# Problems to solve
1. Return the passage of the woodworking forum thread starting with "I've emailed Marc" and going on through "a better way'.", copied word for word.
2. Extend the woodworking forum thread praising Marc's podcast, picking up after its last sentence.

# Excerpt

= = = = =

Well, I sure as heck know what page I am bookmarking for a rainy day! This is what its all about right? Sharing what we know and encouraging each other to be the best woodworkers we can be. You guys are the best. Thank you!

marc


----------



## Timber4fun (Jul 17, 2008)

TWW is a great website. Marc - I like your sense of humor. I really enjoy the webcasts.


----------



## Chardt (Jul 16, 2008)

I've emailed Marc a couple of times, both to ask questions, and to tell him I appreciate the podcast. I dig that he's not trying to present himself as an expert. He usually prefaces his techniques with 'This is what works for me…you may know a better way'.

How can you not be a fan of the guy?

The guy making criticism was just trying to spark a drama. I guess Myspace must have been down.

Someone could make a quip about him being a tool lacking sharpness.

Keep up the good work Marc, and We'll keep watching.

Peace!
-Carl Hardt


----------



## hafwit (Jul 1, 2008)

Well I missed all the hullabaroo, but wanted to parrot everyones compliments to Marc. He IS a great guy!

Marc and Nicole are pioneers in the digital woodworking community and I think I am safe to say that they have done more for the craft in recent years than most do in their lifetimes.

= = = = =

# Raw records
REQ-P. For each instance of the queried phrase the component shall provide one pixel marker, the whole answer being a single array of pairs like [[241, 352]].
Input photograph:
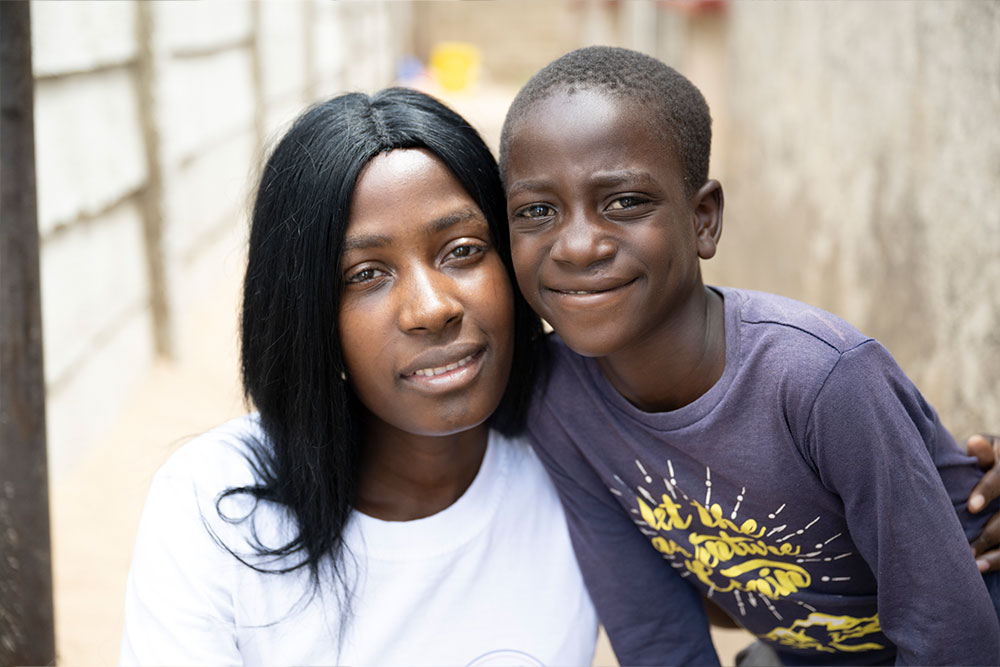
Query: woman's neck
[[406, 476]]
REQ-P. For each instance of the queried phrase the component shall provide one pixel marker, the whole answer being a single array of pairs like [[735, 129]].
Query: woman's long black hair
[[292, 363]]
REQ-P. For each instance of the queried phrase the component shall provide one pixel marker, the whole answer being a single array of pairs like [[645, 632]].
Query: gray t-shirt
[[812, 493]]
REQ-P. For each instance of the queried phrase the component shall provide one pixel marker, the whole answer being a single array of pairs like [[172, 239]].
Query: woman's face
[[427, 315]]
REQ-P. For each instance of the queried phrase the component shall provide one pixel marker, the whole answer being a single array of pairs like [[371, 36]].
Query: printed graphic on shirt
[[821, 632], [754, 562]]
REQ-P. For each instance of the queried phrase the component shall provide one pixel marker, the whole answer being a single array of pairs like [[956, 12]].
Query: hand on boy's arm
[[986, 547]]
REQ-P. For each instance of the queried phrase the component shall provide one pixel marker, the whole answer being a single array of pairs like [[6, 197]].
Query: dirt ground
[[96, 506]]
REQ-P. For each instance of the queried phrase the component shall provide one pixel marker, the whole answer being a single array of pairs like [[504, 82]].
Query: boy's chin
[[592, 343]]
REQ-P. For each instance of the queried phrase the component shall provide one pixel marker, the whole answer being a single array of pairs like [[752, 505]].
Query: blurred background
[[858, 144]]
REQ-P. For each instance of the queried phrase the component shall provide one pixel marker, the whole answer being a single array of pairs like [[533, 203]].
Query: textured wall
[[859, 147], [150, 121]]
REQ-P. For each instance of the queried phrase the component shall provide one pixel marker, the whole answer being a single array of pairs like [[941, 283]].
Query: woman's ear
[[707, 206]]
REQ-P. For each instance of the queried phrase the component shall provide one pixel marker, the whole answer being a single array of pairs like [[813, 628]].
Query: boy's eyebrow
[[607, 178], [364, 241]]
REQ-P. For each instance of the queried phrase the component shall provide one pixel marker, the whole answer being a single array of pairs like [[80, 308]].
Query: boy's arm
[[986, 546], [651, 615], [875, 442]]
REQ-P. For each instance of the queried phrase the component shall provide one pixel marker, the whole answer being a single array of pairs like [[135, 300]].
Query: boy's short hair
[[635, 78]]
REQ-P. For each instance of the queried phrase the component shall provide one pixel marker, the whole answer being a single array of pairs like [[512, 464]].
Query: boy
[[762, 450]]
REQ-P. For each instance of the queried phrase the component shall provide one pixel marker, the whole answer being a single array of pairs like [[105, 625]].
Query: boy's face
[[604, 238]]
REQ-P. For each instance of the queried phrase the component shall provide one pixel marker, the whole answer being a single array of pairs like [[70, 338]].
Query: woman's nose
[[581, 241], [429, 303]]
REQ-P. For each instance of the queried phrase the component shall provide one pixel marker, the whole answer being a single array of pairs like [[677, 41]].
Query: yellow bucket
[[455, 65]]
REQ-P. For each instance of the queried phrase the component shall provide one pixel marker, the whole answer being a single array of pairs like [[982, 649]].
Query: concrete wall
[[859, 148], [151, 118]]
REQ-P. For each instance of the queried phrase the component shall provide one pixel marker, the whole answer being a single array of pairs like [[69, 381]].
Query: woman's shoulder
[[221, 456]]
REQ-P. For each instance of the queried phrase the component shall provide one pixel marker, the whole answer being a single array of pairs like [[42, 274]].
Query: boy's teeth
[[428, 372]]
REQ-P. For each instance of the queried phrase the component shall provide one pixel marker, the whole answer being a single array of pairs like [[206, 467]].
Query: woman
[[378, 509]]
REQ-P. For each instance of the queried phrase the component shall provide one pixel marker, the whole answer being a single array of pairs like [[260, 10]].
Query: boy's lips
[[589, 293]]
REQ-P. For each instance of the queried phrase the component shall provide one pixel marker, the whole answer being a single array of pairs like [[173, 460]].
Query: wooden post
[[26, 615]]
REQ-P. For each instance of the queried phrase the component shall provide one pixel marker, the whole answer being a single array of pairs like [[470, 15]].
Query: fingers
[[989, 539], [986, 450], [982, 447]]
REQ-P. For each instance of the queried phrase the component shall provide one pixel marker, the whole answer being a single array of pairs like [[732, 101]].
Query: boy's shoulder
[[785, 316]]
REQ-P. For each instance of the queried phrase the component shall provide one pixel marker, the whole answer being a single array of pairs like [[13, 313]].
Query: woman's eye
[[364, 276], [466, 250], [536, 211], [623, 203]]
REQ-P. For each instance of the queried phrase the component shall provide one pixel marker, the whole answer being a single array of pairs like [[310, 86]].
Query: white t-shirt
[[490, 580]]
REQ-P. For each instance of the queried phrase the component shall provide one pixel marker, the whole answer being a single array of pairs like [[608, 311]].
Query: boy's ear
[[707, 206]]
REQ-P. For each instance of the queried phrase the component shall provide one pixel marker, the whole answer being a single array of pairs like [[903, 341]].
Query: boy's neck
[[677, 364]]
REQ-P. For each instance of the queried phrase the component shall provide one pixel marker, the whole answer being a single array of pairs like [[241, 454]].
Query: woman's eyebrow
[[452, 219], [366, 241], [363, 241]]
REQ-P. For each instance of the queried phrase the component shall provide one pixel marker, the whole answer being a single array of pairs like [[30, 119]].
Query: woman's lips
[[449, 377], [444, 369]]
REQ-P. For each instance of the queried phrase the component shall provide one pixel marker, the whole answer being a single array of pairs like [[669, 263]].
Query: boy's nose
[[581, 241], [428, 303]]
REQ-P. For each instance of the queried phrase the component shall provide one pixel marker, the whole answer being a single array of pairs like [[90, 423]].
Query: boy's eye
[[623, 203], [535, 211]]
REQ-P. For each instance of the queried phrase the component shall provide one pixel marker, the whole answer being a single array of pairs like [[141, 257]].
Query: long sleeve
[[875, 442], [178, 601]]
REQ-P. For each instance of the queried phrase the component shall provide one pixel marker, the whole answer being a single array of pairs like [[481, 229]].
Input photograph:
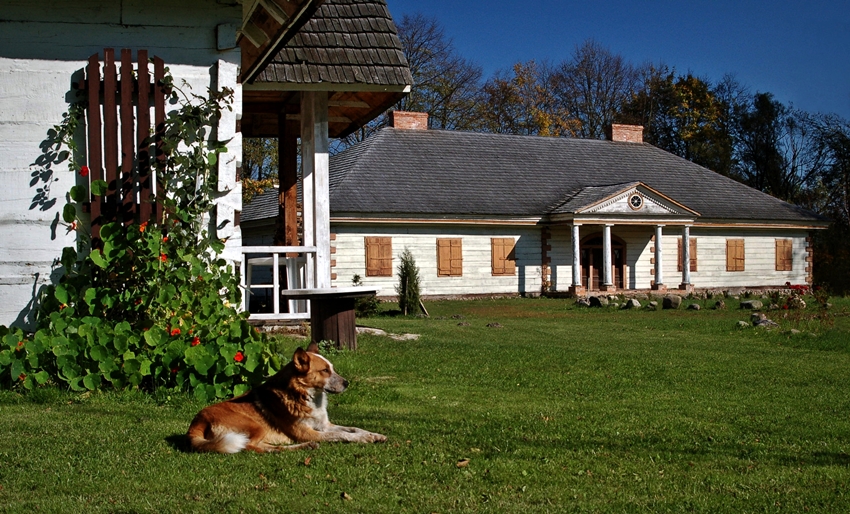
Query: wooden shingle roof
[[345, 42]]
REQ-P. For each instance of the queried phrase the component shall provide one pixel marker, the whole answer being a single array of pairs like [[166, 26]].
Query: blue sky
[[797, 50]]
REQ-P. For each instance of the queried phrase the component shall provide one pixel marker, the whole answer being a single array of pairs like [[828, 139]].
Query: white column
[[315, 187], [576, 258], [659, 274], [606, 256], [686, 255]]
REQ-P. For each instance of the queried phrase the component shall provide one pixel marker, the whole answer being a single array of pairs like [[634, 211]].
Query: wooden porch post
[[576, 287], [659, 267], [607, 281], [286, 231], [315, 161]]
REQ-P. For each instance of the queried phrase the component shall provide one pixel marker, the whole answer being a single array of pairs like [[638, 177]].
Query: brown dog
[[287, 412]]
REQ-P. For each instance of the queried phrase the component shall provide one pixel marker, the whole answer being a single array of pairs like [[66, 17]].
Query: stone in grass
[[671, 301], [598, 301], [633, 303]]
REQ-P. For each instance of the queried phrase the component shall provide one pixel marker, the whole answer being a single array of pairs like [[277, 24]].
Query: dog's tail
[[225, 442]]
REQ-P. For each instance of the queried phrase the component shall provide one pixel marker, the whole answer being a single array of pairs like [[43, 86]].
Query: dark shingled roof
[[345, 42], [439, 173]]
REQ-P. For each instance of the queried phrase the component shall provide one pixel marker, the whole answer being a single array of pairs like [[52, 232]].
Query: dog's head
[[316, 372]]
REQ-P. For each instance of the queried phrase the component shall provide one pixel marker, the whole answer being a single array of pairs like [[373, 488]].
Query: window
[[692, 243], [449, 258], [784, 260], [379, 257], [504, 258], [734, 255]]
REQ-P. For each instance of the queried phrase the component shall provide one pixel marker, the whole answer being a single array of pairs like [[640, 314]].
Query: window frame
[[454, 266]]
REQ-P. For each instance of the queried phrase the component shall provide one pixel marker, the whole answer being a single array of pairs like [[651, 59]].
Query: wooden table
[[332, 312]]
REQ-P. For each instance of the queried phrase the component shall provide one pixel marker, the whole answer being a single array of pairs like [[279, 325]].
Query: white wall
[[759, 250], [43, 47], [477, 276]]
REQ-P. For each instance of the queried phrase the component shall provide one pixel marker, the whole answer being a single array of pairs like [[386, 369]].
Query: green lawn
[[560, 409]]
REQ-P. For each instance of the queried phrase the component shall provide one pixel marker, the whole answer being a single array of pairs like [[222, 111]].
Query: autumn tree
[[683, 115], [521, 101], [592, 87]]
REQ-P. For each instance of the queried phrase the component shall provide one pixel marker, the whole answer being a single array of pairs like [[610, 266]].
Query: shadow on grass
[[179, 442]]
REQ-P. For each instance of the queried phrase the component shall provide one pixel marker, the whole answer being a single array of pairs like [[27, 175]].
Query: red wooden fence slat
[[110, 131], [127, 193], [142, 132], [130, 197], [93, 125], [159, 119]]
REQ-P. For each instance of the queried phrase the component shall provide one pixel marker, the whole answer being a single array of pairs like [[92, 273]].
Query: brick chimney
[[409, 120], [625, 133]]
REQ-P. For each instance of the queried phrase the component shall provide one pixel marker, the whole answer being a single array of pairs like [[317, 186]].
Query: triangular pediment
[[636, 199]]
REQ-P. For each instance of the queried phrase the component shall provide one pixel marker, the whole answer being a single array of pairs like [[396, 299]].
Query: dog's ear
[[301, 360]]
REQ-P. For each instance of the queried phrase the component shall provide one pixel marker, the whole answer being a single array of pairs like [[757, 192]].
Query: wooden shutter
[[692, 242], [449, 257], [504, 259], [784, 253], [734, 255], [379, 257]]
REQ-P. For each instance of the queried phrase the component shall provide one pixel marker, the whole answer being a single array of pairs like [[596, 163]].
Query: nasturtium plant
[[152, 304]]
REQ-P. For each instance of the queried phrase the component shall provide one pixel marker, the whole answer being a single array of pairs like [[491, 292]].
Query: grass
[[560, 409]]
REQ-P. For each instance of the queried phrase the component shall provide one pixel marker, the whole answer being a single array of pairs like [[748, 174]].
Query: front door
[[591, 263]]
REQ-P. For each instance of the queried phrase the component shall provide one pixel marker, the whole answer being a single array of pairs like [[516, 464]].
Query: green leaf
[[61, 294], [92, 381], [89, 296], [99, 187], [96, 257], [69, 257], [79, 193], [69, 213]]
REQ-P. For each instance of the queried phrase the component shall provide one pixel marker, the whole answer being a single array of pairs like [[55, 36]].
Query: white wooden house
[[308, 69], [501, 214]]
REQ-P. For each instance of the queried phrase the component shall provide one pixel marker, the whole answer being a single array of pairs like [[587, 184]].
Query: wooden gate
[[118, 121]]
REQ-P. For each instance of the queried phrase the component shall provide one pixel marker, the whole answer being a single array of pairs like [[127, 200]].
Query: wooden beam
[[278, 20]]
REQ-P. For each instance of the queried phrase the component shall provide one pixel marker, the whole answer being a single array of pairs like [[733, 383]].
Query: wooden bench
[[332, 312]]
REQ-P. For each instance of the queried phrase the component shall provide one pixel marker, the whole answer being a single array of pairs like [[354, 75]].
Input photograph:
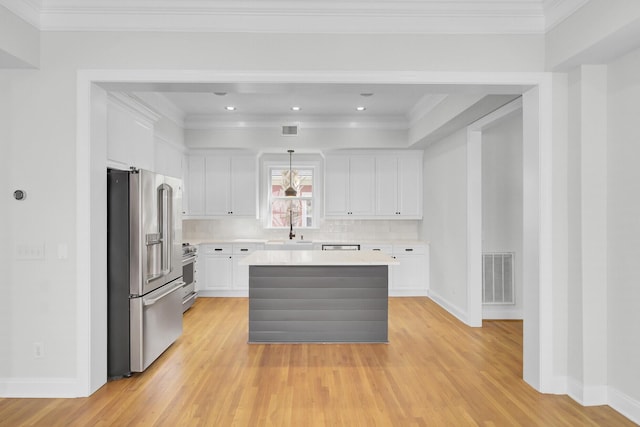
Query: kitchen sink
[[289, 245]]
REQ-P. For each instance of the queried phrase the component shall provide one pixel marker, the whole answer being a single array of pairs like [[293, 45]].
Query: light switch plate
[[29, 251]]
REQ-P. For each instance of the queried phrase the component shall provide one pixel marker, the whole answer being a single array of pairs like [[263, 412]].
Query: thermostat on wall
[[19, 195]]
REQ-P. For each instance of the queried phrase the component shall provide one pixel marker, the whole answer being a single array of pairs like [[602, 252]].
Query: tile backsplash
[[196, 231]]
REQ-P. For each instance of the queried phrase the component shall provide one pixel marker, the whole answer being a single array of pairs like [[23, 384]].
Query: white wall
[[623, 232], [502, 203], [6, 219], [598, 32], [19, 42], [445, 220], [587, 289]]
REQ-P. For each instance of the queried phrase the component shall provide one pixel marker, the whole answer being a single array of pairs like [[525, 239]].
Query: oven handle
[[189, 259], [151, 301]]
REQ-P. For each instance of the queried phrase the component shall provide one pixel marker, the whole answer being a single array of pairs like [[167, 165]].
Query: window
[[297, 210]]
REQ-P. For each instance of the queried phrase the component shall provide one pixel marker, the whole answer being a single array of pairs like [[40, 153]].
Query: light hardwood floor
[[435, 371]]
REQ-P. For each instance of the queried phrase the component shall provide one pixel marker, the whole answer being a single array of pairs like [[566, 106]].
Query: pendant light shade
[[290, 191]]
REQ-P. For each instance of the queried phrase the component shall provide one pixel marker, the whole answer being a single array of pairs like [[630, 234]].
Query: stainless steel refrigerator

= = = = =

# Responses to the tasks
1.
I've emailed Marc a couple of times, both to ask questions, and to tell him I appreciate the podcast. I dig that he's not trying to present himself as an expert. He usually prefaces his techniques with 'This is what works for me…you may know a better way'.

2.
I (for one) am glad they are here!

Pete Bretzke


----------



## SawdustMill (Mar 7, 2008)

I can say, without question, and nearly to the day, that I bumped into TWW and started watching the podcast, my woodworking went up to a new level, from the "guy with a saw that makes sawdust" to the "guy who's wife just asked for another end table for the house" 

Marc, your show was my original "formal" training, I've got nothing but props for you and the TWW show !


----------



## USCJeff (Apr 6, 2007)

I'll not echo all the praise, but leave it as I appreciate anyone who is willing to provide free content to better the hobby for me. I only have been educated through books, vidoes, and mostly mistakes. If a picture is worth a thousand words, the free online video at TWW (and elsewhere to be fair) far exceed that. If I knew Mac personally, I'd give him a hard time for having what is seemingly some nice sponser/partnerships. This would be out of jealousy, of course. Not much I wouldn't do for the occasional Festool or like incentives!

More related, I have submitted a handful of Woodtalk Online questions in its earlier days and all were answered on air as well as some written feedback. Satisfied and then some in my book.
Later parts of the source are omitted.